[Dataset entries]
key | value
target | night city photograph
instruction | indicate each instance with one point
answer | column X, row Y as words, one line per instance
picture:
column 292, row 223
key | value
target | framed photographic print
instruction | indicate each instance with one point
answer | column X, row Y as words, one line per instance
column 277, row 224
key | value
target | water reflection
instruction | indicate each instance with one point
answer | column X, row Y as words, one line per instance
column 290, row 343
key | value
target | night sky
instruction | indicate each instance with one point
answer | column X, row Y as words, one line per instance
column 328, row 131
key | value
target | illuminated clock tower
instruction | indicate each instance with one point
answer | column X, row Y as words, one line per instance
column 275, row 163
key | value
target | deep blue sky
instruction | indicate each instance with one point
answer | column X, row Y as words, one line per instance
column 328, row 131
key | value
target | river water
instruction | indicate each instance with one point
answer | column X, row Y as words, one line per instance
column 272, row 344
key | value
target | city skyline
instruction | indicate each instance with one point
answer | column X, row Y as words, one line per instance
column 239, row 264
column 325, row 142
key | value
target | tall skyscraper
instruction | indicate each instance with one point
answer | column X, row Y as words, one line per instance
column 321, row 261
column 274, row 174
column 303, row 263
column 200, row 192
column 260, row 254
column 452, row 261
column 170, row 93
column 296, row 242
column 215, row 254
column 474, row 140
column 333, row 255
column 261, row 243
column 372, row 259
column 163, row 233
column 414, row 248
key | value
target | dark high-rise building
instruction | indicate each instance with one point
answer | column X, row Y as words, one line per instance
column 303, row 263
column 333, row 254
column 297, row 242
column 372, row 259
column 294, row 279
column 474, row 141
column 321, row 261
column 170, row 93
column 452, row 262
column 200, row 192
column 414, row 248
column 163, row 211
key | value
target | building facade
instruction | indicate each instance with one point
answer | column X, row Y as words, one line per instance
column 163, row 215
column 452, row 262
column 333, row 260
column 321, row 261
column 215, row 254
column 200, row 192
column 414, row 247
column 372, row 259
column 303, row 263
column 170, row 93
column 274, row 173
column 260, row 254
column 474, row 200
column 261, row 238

● Task details
Filter the records for the string "night" and copy every line that holds it.

● Answer to this problem
target | night city photograph
target | night sky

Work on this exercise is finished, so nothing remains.